[WHAT TO WORK ON]
Transcribe the entries below exactly.
Segment Open
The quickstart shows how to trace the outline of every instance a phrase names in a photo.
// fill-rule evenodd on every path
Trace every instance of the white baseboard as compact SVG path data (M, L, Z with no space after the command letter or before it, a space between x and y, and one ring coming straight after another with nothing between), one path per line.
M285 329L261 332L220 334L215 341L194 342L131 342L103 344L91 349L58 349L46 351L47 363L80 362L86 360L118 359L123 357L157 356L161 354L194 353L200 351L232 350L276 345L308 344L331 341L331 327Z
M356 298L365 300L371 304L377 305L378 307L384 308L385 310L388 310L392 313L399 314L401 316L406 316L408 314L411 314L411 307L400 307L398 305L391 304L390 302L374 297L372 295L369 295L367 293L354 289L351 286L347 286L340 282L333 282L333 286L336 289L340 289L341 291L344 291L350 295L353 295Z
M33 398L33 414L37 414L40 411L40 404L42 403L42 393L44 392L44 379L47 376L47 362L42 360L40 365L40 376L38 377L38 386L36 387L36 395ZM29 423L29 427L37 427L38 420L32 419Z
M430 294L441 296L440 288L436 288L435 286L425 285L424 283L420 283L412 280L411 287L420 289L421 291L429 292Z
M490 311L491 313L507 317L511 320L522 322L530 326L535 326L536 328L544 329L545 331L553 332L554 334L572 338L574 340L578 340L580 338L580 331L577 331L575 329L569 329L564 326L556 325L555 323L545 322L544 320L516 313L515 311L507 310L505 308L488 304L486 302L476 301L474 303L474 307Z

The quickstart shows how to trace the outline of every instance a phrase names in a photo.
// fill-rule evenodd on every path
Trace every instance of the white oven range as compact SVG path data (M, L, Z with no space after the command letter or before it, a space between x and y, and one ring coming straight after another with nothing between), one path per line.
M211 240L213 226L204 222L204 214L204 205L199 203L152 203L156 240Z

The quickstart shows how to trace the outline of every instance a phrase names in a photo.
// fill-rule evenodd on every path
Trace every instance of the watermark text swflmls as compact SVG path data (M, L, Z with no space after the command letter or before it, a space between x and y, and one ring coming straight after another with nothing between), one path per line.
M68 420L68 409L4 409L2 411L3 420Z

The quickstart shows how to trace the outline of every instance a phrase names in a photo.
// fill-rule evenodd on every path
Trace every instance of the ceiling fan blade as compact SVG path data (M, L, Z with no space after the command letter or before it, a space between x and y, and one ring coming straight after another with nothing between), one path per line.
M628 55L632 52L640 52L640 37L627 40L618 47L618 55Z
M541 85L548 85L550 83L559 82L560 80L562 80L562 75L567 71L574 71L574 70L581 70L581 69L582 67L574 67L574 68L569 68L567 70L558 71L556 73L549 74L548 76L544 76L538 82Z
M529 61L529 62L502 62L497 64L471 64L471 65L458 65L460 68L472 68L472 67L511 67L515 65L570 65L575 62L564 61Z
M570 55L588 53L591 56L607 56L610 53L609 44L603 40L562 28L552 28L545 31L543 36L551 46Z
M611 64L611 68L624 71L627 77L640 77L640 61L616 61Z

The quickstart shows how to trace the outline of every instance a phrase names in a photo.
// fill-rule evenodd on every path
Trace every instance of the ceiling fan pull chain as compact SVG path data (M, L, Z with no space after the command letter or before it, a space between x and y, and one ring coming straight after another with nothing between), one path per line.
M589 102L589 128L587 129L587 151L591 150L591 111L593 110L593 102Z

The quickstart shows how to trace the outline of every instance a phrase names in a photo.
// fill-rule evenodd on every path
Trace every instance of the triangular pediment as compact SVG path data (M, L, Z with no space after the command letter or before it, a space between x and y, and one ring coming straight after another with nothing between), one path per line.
Segment Closed
[RESPONSE]
The quickstart shows how to trace the outline of every instance a phrase names in a photo.
// fill-rule evenodd on every path
Trace every instance of the white baseboard as compact SVG path data (M, L, Z with no space after the command letter or before it, a space between x and y, and one ring coming straight after another with nothing between), one path per line.
M285 329L261 332L220 334L215 341L194 342L131 342L103 344L91 349L58 349L46 351L47 363L80 362L86 360L118 359L123 357L157 356L161 354L194 353L200 351L232 350L276 345L308 344L331 341L331 327Z
M356 298L365 300L371 304L377 305L378 307L384 308L385 310L388 310L392 313L399 314L401 316L406 316L408 314L411 314L411 307L400 307L398 305L391 304L390 302L374 297L372 295L369 295L367 293L354 289L351 286L347 286L340 282L333 282L333 286L336 289L340 289L341 291L344 291L350 295L353 295Z
M33 398L33 414L37 414L40 411L40 404L42 403L42 393L44 392L44 379L47 376L47 362L42 360L40 365L40 376L38 377L38 386L36 387L36 395ZM29 423L29 427L37 427L38 420L32 419Z
M430 294L441 296L440 288L436 288L435 286L425 285L424 283L420 283L412 280L411 287L420 289L421 291L429 292Z
M490 311L491 313L507 317L511 320L522 322L530 326L535 326L536 328L544 329L545 331L553 332L554 334L572 338L574 340L578 340L580 338L580 331L577 331L575 329L569 329L564 326L556 325L555 323L545 322L544 320L516 313L515 311L507 310L505 308L488 304L486 302L476 301L474 303L474 307Z

The quickstart shows how to trace the outline of every instance a phrase names in a photo.
// fill-rule evenodd on every path
Trace every instance of the white oven range as compact SVG path data (M, L, Z with no space after the command letter or before it, a space between x and y, and one ring coming straight after another with nothing between), one path per line.
M211 240L213 226L204 222L204 214L204 205L199 203L152 203L156 240Z

The quickstart shows how to trace the outline of every instance a phrase names in a photo.
// fill-rule evenodd on every path
Trace every instance of the watermark text swflmls as compact SVG path data (M, L, Z with no space after the command letter or before it, a space between x and y, and one ring coming straight after another with nothing between), one path per line.
M68 420L68 409L4 409L2 411L3 420Z

The quickstart shows how to trace the outline of every instance a phrase names in a photo.
// fill-rule evenodd on every path
Trace every instance of the ceiling fan blade as compact SVG path data (M, L, Z with no space after the command letter or before it, a space between x and y, and one ring coming straight after another with nothing between), one path per line.
M628 55L632 52L640 52L640 37L627 40L618 47L618 55Z
M541 85L548 85L550 83L559 82L560 80L562 80L562 75L567 71L574 71L574 70L581 70L581 69L582 67L574 67L574 68L569 68L567 70L558 71L556 73L549 74L548 76L544 76L538 82Z
M529 61L529 62L502 62L497 64L471 64L471 65L458 65L460 68L472 68L472 67L511 67L515 65L570 65L575 62L564 61Z
M570 55L588 53L591 56L607 56L610 53L609 44L603 40L562 28L552 28L545 31L543 36L551 46Z
M611 64L611 68L624 71L627 77L640 77L640 61L616 61Z

The quickstart shows how to trace the outline of every instance a phrase names in a photo.
// fill-rule evenodd on every path
Trace every instance of the ceiling fan pull chain as compact SVG path data (M, L, Z with no space after the command letter or before it, a space between x and y, and one ring coming straight after another with nothing between), one path per line.
M589 102L589 128L587 129L587 151L591 150L591 111L593 110L593 102Z

The quickstart shows how to trace the outline of every instance a phrase names in a photo.
// fill-rule evenodd on every path
Trace every instance of the triangular pediment as compact SVG path data (M, L, Z with no space after the command letter or before it, a space between x and y, and one ring coming straight after another with nothing between), one path per line.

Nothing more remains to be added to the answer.